__TO BE DONE__:
A. Using the combn thread below, answer each question briefly and mark your answers (i), (ii), (iii):
(i) On which systems was the behavior reproduced?
(ii) Which function does the writer conclude is the offending one?
(iii) What did the last poster place inside the combn command to make it work?
B. Decide whether each statement below agrees with the combn thread that follows, and answer yes or no for each, marked (i), (ii), (iii), quoting the words that settle it:
(i) In combn, the first column is specified separately from the others.
(ii) The writer proposes converting factor inputs to character near the end of the function.
(iii) The problem also occurs when x is a character.
C. Return word for word the stretch of the combn thread below from "m[,2] <- sample(x)" through "of the function.".

[Begin EXCERPT TO READ]

This doesn't occur when x is a character:
x <- as.character( letters[1:3] )
combn( x , 2 )
# [,1] [,2] [,3]
#[1,] "a" "a" "b"
#[2,] "b" "c" "c"
Reproducible on R64 on OS X 10.7.5 and Windows 7.
I think it is due to the conversion to matrix done by the simplify parameter. If you don't use it you get:
combn( x , 2 , simplify=FALSE)
[[1]]
[1] a b
Levels: a b c
[[2]]
[1] a c
Levels: a b c
[[3]]
[1] b c
Levels: a b c
The fact that the first column is OK is due to the way combn works: the first column is specified separately and the other columns are then changed from the existing matrix using [<-. Consider:
m <- matrix(x,3,3)
m[,2] <- sample(x)
m
[,1] [,2] [,3]
[1,] "a" "1" "a"
[2,] "b" "3" "b"
[3,] "c" "2" "c"
I think the offending function is therefore [<-.
As Konrad said, the treatment of factors is often odd, or at least inconsistent. In this case I think the behaviour is weird enough to constitute a bug. Try submitting it, and see what the response is.
Since the result is a matrix, and there is no factor matrix type, I think that the correct behaviour would be to convert factor inputs to character somewhere near the start of the function.
I had the same problem. Coercing back to a character vector inside the combn command seems to work:
> combn(as.character(x),2)
[,1] [,2] [,3]
[1,] "a" "a" "b"
[2,] "b" "c" "c"

[End EXCERPT TO READ]
[Begin INFORMATION SHOWN]

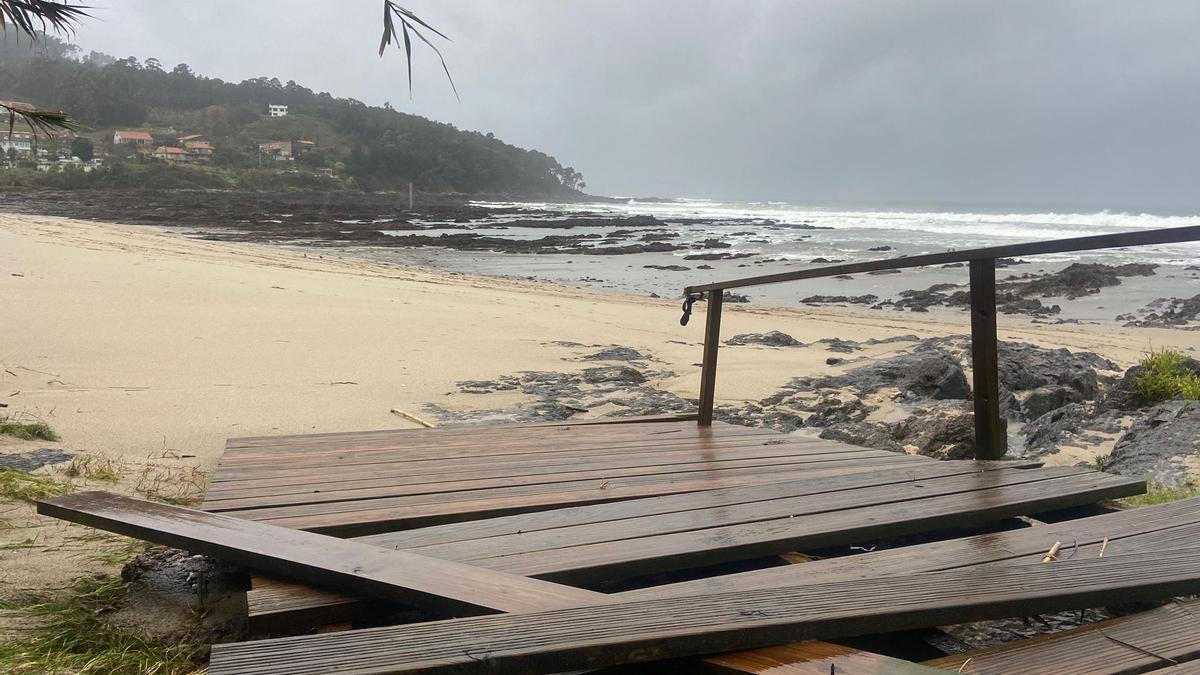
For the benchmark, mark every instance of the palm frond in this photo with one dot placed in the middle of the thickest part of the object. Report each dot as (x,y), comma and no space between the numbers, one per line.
(39,121)
(408,23)
(31,17)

[End INFORMATION SHOWN]

__SOLUTIONS BELOW__:
A.
(i) R64 on OS X 10.7.5 and Windows 7.
(ii) [<-
(iii) A coercion back to a character vector: combn(as.character(x),2).

B.
(i) Yes: "the first column is specified separately and the other columns are then changed from the existing matrix using [<-"
(ii) No: "convert factor inputs to character somewhere near the start of the function"
(iii) No: "This doesn't occur when x is a character"

C.
m[,2] <- sample(x)
m
[,1] [,2] [,3]
[1,] "a" "1" "a"
[2,] "b" "3" "b"
[3,] "c" "2" "c"
I think the offending function is therefore [<-.
As Konrad said, the treatment of factors is often odd, or at least inconsistent. In this case I think the behaviour is weird enough to constitute a bug. Try submitting it, and see what the response is.
Since the result is a matrix, and there is no factor matrix type, I think that the correct behaviour would be to convert factor inputs to character somewhere near the start of the function.